START Raw data
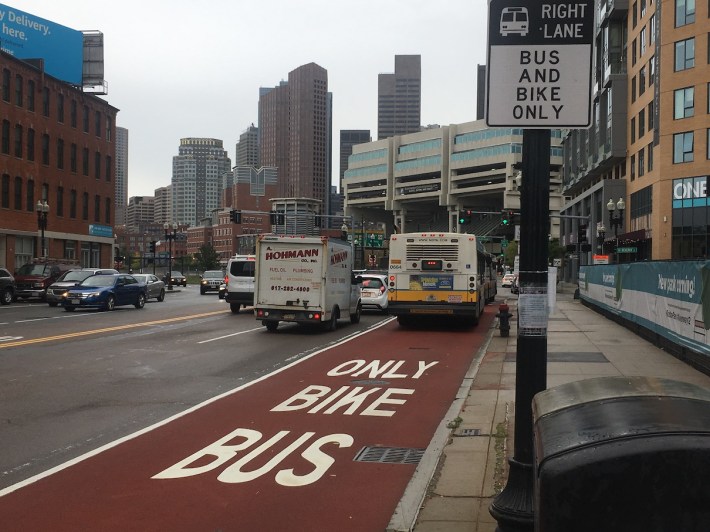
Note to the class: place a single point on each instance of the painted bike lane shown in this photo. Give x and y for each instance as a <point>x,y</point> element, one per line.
END Raw data
START Raw data
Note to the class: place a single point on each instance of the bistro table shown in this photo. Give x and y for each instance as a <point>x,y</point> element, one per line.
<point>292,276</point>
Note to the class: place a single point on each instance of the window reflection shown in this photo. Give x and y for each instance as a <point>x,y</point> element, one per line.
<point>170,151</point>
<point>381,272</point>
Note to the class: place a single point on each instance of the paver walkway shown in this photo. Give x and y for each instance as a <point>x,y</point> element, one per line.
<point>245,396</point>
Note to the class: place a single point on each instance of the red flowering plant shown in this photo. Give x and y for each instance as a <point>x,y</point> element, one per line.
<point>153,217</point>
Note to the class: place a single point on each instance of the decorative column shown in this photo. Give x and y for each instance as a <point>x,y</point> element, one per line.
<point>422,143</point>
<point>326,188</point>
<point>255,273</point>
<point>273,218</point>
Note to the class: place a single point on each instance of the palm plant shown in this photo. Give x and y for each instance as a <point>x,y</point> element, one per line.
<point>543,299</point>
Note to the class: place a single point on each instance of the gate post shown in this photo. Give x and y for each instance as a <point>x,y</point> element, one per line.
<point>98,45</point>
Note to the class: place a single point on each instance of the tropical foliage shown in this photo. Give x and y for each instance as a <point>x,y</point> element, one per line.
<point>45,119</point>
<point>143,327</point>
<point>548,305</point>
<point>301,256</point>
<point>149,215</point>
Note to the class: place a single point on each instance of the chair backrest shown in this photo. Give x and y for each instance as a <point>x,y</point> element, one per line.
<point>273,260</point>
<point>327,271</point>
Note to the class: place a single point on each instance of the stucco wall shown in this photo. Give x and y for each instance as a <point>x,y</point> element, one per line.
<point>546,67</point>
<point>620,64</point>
END Raw data
START Raw data
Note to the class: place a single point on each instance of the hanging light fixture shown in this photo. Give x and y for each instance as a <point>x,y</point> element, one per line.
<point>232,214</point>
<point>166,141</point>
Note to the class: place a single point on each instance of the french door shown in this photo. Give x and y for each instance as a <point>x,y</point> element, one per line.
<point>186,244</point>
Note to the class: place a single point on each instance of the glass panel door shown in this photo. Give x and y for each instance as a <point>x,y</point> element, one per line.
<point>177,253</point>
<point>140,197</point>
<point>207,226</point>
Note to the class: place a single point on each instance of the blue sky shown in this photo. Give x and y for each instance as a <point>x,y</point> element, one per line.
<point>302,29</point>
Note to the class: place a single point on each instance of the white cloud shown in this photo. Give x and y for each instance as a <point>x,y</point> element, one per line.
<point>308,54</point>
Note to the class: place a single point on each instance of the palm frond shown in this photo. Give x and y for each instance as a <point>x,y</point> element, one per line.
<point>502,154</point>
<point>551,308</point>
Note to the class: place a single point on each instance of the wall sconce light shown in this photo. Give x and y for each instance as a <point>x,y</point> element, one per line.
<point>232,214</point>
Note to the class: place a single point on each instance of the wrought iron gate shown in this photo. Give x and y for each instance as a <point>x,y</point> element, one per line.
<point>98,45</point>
END Raw data
Directions:
Reproduce only the lines from the one containing "of the tropical" through the one containing "<point>620,64</point>", changing "stucco wall" to "brick wall" and leaving everything else in those lines unchanged.

Exercise answer:
Note to the class: place a single point on each instance of the tropical foliage shown in this photo. Give x and y for each instance as a <point>x,y</point> element, one per line.
<point>45,119</point>
<point>143,327</point>
<point>548,305</point>
<point>301,256</point>
<point>149,215</point>
Note to the class: place a single point on each instance of the chair backrest shown in this photo. Give x and y for each instance as a <point>x,y</point> element, one per line.
<point>273,260</point>
<point>327,271</point>
Note to the class: place a single point on each instance of the brick wall shown in this photo. Give x and y for each instance as a <point>x,y</point> element, one per line.
<point>546,67</point>
<point>620,64</point>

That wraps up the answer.